-- begin --
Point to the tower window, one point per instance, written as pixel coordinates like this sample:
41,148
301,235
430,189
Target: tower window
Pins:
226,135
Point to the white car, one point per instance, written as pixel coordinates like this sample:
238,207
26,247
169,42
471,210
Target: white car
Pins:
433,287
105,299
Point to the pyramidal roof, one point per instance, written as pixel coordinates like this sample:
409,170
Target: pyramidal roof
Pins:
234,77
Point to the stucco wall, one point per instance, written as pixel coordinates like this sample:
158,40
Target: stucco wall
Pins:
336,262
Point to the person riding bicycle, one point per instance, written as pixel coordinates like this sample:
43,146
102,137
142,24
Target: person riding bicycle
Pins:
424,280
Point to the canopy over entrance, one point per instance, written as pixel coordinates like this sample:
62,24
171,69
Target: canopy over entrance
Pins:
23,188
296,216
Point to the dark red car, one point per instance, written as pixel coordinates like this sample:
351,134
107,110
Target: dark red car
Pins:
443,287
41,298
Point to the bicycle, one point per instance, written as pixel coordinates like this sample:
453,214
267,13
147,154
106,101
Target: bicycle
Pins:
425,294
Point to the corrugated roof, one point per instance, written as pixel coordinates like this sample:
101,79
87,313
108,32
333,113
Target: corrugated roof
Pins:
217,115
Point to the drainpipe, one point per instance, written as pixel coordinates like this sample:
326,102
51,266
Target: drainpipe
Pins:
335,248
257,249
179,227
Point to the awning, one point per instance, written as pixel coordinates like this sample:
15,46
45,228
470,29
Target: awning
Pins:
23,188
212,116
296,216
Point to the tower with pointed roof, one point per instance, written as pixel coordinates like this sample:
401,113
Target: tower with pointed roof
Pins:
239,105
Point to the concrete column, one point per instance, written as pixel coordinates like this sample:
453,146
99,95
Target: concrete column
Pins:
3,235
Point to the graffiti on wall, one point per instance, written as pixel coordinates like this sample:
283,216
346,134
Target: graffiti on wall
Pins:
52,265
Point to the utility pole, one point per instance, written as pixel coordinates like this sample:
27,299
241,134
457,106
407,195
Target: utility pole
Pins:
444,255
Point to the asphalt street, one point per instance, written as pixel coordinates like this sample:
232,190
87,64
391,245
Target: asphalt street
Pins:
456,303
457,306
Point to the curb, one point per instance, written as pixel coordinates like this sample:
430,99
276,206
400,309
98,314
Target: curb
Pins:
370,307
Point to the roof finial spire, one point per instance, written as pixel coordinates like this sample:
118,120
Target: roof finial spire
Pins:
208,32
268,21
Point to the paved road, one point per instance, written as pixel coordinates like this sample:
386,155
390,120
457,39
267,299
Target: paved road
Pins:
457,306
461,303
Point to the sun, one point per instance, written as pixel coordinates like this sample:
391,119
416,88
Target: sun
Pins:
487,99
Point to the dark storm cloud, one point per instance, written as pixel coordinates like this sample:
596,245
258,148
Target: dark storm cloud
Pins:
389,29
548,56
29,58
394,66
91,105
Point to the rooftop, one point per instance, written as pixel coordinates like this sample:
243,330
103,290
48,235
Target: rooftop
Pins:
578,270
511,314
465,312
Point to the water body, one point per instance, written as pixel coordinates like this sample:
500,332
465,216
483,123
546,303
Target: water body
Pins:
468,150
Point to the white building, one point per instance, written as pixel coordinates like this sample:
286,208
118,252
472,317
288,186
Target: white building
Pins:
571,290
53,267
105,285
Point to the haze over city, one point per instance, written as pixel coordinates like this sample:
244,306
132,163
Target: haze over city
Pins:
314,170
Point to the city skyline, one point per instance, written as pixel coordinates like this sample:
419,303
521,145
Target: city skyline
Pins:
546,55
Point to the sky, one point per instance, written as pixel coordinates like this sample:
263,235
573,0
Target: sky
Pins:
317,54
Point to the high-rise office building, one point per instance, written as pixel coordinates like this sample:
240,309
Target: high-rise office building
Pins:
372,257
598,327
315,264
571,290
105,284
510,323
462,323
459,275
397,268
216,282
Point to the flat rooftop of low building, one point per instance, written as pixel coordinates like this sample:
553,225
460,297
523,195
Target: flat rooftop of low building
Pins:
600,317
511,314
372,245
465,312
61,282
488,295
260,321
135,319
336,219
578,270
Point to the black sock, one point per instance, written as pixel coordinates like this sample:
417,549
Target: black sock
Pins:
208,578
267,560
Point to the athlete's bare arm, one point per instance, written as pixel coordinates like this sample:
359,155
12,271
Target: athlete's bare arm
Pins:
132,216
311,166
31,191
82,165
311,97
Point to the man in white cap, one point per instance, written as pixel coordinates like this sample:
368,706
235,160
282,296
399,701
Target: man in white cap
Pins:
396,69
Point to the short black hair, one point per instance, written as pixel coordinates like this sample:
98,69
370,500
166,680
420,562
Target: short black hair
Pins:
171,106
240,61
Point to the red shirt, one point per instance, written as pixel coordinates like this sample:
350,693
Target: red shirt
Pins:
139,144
-- end --
* **AIM OF THE EXERCISE**:
Convert everything in the listing from the line containing "Point to the flat" down to its final line into a JSON list of strings, one string per line, with both ends included and blank lines left out.

* **SOLUTION FOR THIS PROBLEM**:
[
  "Point to the flat rooftop of low building, one point per instance, written as pixel coordinates like this sample:",
  "553,225",
  "460,297",
  "523,195",
  "Target: flat rooftop of low building",
  "Pins:",
  "600,317",
  "511,314",
  "372,245",
  "465,312",
  "61,282",
  "488,295",
  "260,321",
  "135,319",
  "336,219",
  "578,270",
  "Point to the black sock, one point per instance, written as pixel coordinates like this sample:",
  "417,549",
  "Target: black sock",
  "Pins:",
  "208,578",
  "267,560",
  "Point to the athlete's bare arm, one point per instance, written as pixel coordinates like this sample:",
  "359,155",
  "12,271",
  "Target: athlete's bare arm",
  "Pins:",
  "132,216",
  "311,166",
  "31,191",
  "82,165",
  "311,97",
  "Point to the man in white cap, one point per instance, written as pixel coordinates like this sample:",
  "368,706",
  "235,160",
  "282,296",
  "399,701",
  "Target: man in white cap",
  "Pins:",
  "396,69",
  "Point to the short black hair, one point per instance, written as pixel coordinates like this sample:",
  "98,69",
  "370,500",
  "166,680",
  "420,562",
  "Target: short black hair",
  "Pins:",
  "171,106",
  "240,61",
  "Point to the red shirt, one point per instance, written as pixel coordinates like this sample:",
  "350,693",
  "Target: red shirt",
  "Pins:",
  "139,144"
]